> _DOCUMENT EXTRACT_:
# SCC.413 Applied Data Mining
# NLP: Week 16
# Twitter Data Collection

## Contents
- [Introduction](#intro)
- [Packages & imports](#packages)
- [Authentication](#authentication)
- [User timelines](#user)
- [Searching for tweets](#searching)
    - [Search operators](#search_ops)
- [Outputting tweets](#outputting)
- [Exercise](#exercise)
- [Further tasks](#tasks)
- [Advanced tasks](#advanced)

<a name="intro"></a>
## Introduction

In this lab exercise you will interact with the [Twitter REST API](https://developer.twitter.com/en/docs) using Python code to download tweets for future analysis. Data collected via APIs are generally much cleaner than web scraped data, and also structured nicely (here, via JSON) for easy querying.

To collect data from Twitter you need to have a Twitter account, and also create an authorised application. If you do not want to do this, you could skip most of this lab and just use pre-collected data, although it is useful to see how to collect your own data. One option would be to partner with a neighbour and use a single Twitter account. As a minimum, you should observe how you can read in previously collected Twitter data, and output this in a different format (see [Outputting tweets](#outputting), and [Exercise](#exercise)).

Ensure you have downloaded the code from the git repository (as described on Moodle), and place it in a folder for this lab. Your h-drive is probably the best place, although keep an eye on the space available with the various data files you will be creating in the lab.

The code provides a functions collecting Twitter data via the [Twitter REST API](https://developer.twitter.com/en/docs). We use the [Twython](https://github.com/ryanmcgrath/twython) Python package to assist us, although others are available, most notably [Tweepy](https://github.com/tweepy/tweepy).

Ensure you have completed the separate instructions for creating a developer account and Twitter app.

<a name="packages"></a>
## Packages & Imports

The Twython package will need installing on Google Colab, as below. Non-standard packages are also included in `requirements.txt`, if you need to install them on your own machine.

In [None]:
!pip install twython

You should upload all of the provided files to a Google Drive folder, you can then access these files from your Python code. See also the files tab.

In [None]:
from google.colab import drive
drive.mount('/content/gdrive/')

The below code adds a folder from Google Drive. You may need to edit the path to match your own.

In [10]:
import sys
sys.path.append('/content/gdrive/MyDrive/413/wk16')

This particular lab uses the Twython package. Other imports are included in one cell here for convenience.

To interact with the Twitter API, you need developer credentials, with a the *Consumer Key (API Key)*, *Consumer Secret (API Secret)*, *Access Token*, and *Access Token Secret*. These should be copied and saved into the relevant variables in `twitter_auth.py` before running the cells below. The authorisation variables are read in with the import below. You can replace the import and add the variables directly here (though this is not good practice, as it reveals your credentials).

> _HOW TO COMPLETE THIS TASK_: For each statement about the Twitter data collection lab, answer yes or no and quote the deciding words of the text. 1. Data collected through APIs are generally messier than web-scraped data. 2. The lab relies on the Tweepy package. 3. The authentication credentials go into variables in `twitter_auth.py`. Rely on the text by itself and nothing else.

> _Image point grounding data_:

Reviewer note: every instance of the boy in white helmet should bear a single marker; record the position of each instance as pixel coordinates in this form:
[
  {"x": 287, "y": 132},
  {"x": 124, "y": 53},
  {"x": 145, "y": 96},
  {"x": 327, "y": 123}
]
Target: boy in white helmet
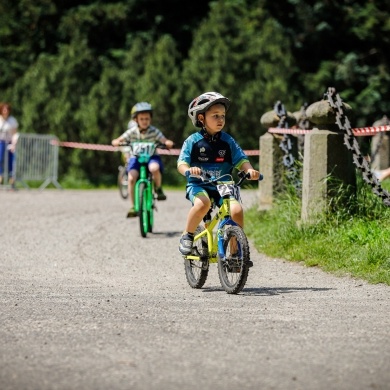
[
  {"x": 214, "y": 152},
  {"x": 142, "y": 113}
]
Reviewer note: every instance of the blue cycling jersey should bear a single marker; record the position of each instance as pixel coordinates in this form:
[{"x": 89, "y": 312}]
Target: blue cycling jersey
[{"x": 217, "y": 155}]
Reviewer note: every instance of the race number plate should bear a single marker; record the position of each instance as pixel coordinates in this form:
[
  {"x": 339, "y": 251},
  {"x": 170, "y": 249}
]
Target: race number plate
[
  {"x": 229, "y": 189},
  {"x": 142, "y": 148}
]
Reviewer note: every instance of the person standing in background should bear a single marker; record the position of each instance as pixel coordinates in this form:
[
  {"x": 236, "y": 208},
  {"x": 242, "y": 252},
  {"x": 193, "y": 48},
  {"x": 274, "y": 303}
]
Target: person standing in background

> _REPLY_:
1. No: "Data collected via APIs are generally much cleaner than web scraped data"
2. No: "This particular lab uses the Twython package."
3. Yes: "These should be copied and saved into the relevant variables in `twitter_auth.py` before running the cells below."